Trecho do documento:

■ ■ ■ ■

A expectativa escatológica e o problema do mal no mundo
Diante de tanta violência, ódio, conflitos bélicos, cataclismos, e de todo tipo de flagelo que vemos assolar a sociedade contemporânea, e ainda cito o caso específico da tragédia que envolveu a morte de doze crianças em Realengo na semana passada, ficamos assombrados e inconformados, nos questionamos sobre o mal e o sofrimento no mundo, não entendemos porque eles existem, porque tais realidades dominam o cenário da nossa história, e numa tentativa de encontrarmos um atalho para tudo isso é comum até se dizer, “(…) é o fim dos tempos”. Sim, a expressão de certa forma é feliz, pois conforme a própria teologia cristã-católica enuncia aos seus fiéis, todo quadro histórico que se desenvolve desde a gloriosa Ascenção de Jesus Cristo aos céus até o dia de hoje e, ainda, até os dias vindouros e últimos, estamos mergulhados nesta realidade final, última da história, ou ainda, em outros termos, escatológica (termo empregado para designar as realidades últimas da história da salvação, como o céu, o inferno, o purgatório, o juízo particular e o final). Daí nasce inclusive uma expressão muito utilizada pelos teólogos, tensão escatológica, que é uma imagem perfeita para este pequeno excurso que faremos sobre a realidade apocalíptica que corre a história humana proclamando o bem último, o da salvação universal que subjuga todo o mal da história, o vence, o arrasta ao fracasso em seus intentos. Por isso esse excurso se integra bem com o problema do mal e do sofrimento no mundo, sobre o qual iremos discorrer nesta postagem.

■ ■ ■ ■

Objetivo do exercício:
Transcreva na íntegra o texto acima sobre a expectativa escatológica e o problema do mal, sem alterar nenhuma palavra ou sinal de pontuação.

Dados fornecidos:
■ ■ ■ ■

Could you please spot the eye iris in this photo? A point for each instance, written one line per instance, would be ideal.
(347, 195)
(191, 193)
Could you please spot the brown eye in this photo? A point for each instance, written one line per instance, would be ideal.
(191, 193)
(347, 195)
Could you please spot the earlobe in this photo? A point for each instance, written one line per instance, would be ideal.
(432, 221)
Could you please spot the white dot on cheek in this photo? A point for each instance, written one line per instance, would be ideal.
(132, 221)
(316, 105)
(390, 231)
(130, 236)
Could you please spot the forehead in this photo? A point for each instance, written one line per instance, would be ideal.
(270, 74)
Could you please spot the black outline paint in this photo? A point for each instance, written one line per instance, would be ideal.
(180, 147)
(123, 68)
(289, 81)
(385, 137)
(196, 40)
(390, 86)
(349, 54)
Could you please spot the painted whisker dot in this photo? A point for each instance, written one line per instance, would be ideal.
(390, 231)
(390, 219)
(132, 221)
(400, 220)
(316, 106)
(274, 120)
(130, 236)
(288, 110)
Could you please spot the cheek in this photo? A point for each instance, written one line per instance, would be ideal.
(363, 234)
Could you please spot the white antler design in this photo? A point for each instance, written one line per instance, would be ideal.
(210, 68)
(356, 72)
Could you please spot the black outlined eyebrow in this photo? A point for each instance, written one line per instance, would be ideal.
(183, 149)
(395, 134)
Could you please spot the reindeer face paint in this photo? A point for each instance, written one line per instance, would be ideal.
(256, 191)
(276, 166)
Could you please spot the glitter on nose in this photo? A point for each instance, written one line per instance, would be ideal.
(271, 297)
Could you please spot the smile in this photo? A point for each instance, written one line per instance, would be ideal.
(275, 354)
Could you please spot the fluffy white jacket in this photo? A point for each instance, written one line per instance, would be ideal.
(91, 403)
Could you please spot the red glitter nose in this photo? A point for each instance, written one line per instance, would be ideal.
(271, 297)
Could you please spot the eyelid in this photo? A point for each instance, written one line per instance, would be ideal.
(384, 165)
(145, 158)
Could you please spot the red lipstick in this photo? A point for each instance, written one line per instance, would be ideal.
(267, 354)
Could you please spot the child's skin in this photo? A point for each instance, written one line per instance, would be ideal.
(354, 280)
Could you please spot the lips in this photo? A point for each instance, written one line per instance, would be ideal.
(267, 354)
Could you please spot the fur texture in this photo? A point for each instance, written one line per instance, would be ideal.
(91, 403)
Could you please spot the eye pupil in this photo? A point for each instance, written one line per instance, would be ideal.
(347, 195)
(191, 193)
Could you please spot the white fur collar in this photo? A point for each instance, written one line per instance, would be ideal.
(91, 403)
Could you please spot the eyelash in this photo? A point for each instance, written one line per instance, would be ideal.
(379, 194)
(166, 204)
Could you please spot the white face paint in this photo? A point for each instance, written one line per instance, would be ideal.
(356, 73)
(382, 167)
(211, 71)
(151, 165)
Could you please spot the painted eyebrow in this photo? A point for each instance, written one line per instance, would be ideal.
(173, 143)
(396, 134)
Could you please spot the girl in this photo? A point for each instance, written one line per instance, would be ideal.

■ ■ ■ ■

Solução abaixo:
A expectativa escatológica e o problema do mal no mundo
Diante de tanta violência, ódio, conflitos bélicos, cataclismos, e de todo tipo de flagelo que vemos assolar a sociedade contemporânea, e ainda cito o caso específico da tragédia que envolveu a morte de doze crianças em Realengo na semana passada, ficamos assombrados e inconformados, nos questionamos sobre o mal e o sofrimento no mundo, não entendemos porque eles existem, porque tais realidades dominam o cenário da nossa história, e numa tentativa de encontrarmos um atalho para tudo isso é comum até se dizer, “(…) é o fim dos tempos”. Sim, a expressão de certa forma é feliz, pois conforme a própria teologia cristã-católica enuncia aos seus fiéis, todo quadro histórico que se desenvolve desde a gloriosa Ascenção de Jesus Cristo aos céus até o dia de hoje e, ainda, até os dias vindouros e últimos, estamos mergulhados nesta realidade final, última da história, ou ainda, em outros termos, escatológica (termo empregado para designar as realidades últimas da história da salvação, como o céu, o inferno, o purgatório, o juízo particular e o final). Daí nasce inclusive uma expressão muito utilizada pelos teólogos, tensão escatológica, que é uma imagem perfeita para este pequeno excurso que faremos sobre a realidade apocalíptica que corre a história humana proclamando o bem último, o da salvação universal que subjuga todo o mal da história, o vence, o arrasta ao fracasso em seus intentos. Por isso esse excurso se integra bem com o problema do mal e do sofrimento no mundo, sobre o qual iremos discorrer nesta postagem.